▶ _THE TASK_:
When you reach the line containing "Could you point at the utility" in the data below, reproduce it and every line that follows, exactly and without additions.

▶ _RECORDS TO USE_:
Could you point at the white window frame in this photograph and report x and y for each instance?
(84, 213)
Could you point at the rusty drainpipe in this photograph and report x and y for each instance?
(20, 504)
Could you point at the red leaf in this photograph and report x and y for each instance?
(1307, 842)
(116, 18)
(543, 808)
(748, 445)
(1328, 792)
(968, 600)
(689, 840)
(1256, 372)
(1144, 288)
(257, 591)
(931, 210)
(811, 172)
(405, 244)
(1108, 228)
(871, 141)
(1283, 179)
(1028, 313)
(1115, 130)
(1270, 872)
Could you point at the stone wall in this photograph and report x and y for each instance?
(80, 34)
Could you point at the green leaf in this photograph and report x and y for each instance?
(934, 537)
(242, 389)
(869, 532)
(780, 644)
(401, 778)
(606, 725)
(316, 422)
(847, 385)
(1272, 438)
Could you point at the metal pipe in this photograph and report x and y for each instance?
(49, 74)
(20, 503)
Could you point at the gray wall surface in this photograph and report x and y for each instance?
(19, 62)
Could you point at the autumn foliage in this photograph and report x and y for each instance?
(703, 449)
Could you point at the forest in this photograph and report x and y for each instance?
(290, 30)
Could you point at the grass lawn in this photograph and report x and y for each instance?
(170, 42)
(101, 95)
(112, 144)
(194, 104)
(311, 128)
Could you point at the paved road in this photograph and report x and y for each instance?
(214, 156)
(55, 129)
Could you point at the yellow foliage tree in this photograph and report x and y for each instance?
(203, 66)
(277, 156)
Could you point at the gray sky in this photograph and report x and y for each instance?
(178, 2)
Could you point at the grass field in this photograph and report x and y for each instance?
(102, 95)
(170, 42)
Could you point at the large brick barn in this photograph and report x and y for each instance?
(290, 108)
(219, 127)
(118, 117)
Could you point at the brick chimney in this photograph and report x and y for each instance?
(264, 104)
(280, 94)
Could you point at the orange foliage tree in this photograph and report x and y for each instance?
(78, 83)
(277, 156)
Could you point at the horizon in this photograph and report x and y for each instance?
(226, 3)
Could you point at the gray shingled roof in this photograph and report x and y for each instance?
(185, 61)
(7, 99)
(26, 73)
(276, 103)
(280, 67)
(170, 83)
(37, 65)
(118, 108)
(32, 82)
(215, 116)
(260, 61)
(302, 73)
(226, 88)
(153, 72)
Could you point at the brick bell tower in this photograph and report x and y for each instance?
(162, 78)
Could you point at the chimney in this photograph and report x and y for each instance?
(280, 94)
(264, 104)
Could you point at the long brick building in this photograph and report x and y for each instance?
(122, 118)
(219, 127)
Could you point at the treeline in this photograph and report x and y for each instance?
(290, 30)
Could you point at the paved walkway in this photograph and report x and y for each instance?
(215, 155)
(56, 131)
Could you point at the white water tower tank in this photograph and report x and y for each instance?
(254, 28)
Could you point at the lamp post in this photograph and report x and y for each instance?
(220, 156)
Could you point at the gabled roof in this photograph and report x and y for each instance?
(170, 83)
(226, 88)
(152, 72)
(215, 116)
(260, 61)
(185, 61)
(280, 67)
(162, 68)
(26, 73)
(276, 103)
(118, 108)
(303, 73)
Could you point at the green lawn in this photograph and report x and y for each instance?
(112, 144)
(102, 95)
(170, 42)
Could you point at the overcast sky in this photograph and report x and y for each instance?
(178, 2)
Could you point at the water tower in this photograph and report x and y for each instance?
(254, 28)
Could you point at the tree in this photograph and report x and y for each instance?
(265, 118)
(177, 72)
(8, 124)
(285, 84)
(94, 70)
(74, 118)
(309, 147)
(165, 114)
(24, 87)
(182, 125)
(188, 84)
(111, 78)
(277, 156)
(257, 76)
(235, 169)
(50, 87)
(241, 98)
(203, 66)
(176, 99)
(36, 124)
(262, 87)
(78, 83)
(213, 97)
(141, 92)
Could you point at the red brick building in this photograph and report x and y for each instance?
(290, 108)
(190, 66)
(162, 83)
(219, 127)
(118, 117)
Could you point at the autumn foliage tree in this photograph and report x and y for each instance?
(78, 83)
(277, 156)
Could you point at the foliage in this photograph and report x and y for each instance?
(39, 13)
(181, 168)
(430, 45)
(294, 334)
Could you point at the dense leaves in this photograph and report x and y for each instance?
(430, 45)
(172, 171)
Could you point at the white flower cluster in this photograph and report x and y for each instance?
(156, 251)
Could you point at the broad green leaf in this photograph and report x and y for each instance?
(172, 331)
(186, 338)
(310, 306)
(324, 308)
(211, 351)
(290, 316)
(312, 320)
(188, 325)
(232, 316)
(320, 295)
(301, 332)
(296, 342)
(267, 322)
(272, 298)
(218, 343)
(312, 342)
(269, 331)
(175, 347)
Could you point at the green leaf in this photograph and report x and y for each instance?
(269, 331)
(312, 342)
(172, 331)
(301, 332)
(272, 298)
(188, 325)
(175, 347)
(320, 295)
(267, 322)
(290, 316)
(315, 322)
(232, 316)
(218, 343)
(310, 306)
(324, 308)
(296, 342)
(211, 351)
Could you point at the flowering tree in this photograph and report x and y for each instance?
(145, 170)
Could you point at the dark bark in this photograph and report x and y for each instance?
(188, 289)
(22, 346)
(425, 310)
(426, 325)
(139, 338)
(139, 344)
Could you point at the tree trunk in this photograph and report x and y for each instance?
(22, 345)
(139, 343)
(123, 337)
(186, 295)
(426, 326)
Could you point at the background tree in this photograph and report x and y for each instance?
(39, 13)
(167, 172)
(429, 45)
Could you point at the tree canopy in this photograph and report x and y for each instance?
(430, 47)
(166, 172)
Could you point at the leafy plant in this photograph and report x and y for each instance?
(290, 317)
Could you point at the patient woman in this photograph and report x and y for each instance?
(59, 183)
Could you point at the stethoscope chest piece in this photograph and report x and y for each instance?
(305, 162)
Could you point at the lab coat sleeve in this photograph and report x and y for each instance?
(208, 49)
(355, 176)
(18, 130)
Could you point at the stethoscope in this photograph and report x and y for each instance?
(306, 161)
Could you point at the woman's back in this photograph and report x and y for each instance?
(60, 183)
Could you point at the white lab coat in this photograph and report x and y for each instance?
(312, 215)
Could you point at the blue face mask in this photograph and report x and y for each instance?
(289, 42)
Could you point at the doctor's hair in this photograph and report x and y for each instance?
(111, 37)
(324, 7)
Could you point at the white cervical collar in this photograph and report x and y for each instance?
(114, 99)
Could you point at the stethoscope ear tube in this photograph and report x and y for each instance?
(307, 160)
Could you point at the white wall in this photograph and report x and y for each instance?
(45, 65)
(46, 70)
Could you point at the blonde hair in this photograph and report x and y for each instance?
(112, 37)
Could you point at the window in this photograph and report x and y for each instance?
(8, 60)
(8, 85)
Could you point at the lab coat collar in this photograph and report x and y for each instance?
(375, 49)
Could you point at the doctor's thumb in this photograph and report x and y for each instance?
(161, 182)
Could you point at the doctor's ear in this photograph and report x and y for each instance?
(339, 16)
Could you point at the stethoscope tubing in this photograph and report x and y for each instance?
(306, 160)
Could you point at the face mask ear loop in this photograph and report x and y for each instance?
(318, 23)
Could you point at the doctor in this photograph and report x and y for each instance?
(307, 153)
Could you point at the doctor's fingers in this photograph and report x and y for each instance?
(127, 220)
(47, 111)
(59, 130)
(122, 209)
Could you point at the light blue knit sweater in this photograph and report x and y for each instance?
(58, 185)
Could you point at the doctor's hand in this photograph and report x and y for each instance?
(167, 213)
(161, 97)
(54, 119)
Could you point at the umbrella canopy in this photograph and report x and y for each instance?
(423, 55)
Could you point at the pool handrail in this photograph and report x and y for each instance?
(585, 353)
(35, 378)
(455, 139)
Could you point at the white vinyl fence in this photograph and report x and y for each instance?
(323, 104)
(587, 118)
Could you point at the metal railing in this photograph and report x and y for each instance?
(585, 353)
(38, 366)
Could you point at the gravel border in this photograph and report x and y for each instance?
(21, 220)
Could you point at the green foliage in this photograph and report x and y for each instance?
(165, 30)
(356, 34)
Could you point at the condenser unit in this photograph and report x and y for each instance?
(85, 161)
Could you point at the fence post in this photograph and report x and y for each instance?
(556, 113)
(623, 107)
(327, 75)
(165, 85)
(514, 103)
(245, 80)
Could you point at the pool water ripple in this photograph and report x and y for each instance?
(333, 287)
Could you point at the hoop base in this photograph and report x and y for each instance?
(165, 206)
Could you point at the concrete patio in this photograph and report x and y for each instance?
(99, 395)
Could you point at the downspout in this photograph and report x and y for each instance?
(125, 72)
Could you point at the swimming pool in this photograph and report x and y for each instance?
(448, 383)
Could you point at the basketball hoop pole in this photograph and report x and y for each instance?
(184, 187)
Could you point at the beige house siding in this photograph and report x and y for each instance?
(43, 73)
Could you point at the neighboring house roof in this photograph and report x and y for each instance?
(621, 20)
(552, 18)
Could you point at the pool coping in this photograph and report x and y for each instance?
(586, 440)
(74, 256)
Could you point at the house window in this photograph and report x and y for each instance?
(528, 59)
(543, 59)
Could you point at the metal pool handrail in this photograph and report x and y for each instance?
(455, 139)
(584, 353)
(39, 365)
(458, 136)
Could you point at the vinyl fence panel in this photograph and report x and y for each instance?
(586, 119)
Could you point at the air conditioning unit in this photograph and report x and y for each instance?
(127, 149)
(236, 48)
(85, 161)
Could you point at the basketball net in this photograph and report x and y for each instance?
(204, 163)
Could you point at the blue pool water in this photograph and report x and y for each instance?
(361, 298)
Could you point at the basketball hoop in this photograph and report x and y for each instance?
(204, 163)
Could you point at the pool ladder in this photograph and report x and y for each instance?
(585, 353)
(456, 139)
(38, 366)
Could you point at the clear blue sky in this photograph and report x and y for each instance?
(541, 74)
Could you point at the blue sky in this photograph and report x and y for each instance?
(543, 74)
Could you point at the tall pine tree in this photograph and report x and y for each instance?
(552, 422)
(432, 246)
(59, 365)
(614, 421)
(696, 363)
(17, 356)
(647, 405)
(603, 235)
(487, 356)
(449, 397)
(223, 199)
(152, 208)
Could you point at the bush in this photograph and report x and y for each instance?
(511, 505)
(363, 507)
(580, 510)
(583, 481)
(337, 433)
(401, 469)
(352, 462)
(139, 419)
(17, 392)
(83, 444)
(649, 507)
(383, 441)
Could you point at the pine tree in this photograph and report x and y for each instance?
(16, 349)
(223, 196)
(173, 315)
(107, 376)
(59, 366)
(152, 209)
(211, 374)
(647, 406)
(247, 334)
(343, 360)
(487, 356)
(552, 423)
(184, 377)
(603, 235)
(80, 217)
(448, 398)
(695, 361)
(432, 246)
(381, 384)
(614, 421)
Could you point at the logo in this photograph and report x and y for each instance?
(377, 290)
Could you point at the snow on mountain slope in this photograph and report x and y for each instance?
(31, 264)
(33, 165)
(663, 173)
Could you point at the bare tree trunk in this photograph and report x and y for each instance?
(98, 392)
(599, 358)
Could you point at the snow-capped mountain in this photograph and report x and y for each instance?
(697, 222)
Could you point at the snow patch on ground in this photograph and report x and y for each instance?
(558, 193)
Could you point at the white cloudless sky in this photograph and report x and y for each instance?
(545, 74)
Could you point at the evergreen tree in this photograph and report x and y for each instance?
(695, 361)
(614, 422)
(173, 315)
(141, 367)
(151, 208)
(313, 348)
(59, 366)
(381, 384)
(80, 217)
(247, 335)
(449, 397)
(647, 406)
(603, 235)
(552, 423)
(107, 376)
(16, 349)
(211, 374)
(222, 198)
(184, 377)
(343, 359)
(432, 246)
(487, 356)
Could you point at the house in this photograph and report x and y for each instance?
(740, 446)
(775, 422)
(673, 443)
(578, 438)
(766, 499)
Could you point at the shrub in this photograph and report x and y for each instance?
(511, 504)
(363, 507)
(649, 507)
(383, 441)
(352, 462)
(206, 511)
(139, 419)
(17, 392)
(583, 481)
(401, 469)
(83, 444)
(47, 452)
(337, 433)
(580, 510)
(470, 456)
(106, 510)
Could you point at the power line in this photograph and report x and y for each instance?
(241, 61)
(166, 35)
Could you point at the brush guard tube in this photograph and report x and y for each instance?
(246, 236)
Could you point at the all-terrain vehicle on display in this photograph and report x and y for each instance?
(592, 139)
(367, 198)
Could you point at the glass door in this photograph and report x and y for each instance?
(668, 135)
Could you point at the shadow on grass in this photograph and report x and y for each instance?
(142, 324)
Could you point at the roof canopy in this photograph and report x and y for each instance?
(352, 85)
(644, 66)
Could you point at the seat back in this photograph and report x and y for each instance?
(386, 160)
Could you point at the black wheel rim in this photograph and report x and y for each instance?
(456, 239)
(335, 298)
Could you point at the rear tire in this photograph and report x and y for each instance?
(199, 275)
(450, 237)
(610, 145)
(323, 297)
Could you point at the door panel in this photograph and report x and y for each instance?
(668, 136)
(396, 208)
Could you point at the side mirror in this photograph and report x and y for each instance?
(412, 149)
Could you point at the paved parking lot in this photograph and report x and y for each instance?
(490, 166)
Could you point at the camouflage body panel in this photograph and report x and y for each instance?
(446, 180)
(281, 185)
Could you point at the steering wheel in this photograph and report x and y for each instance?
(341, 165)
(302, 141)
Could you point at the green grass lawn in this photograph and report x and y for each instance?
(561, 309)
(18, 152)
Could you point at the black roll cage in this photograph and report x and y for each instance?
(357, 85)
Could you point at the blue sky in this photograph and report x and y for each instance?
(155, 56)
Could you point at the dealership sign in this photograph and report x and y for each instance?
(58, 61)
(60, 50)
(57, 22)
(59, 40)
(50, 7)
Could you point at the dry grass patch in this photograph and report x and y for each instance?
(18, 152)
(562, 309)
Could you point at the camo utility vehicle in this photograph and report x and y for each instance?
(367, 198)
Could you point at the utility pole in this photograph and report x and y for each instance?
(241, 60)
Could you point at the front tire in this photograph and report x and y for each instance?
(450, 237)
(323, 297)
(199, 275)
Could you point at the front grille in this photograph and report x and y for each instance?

▶ _OUTPUT FOR THIS EXERCISE_:
Could you point at the utility pole in this photograph and report x and y for each instance?
(241, 60)
Could you point at the front tire in this photograph and report x and y for each instance?
(450, 237)
(323, 297)
(199, 275)
Could you point at the front grille in this photograph and report x and y for each instance?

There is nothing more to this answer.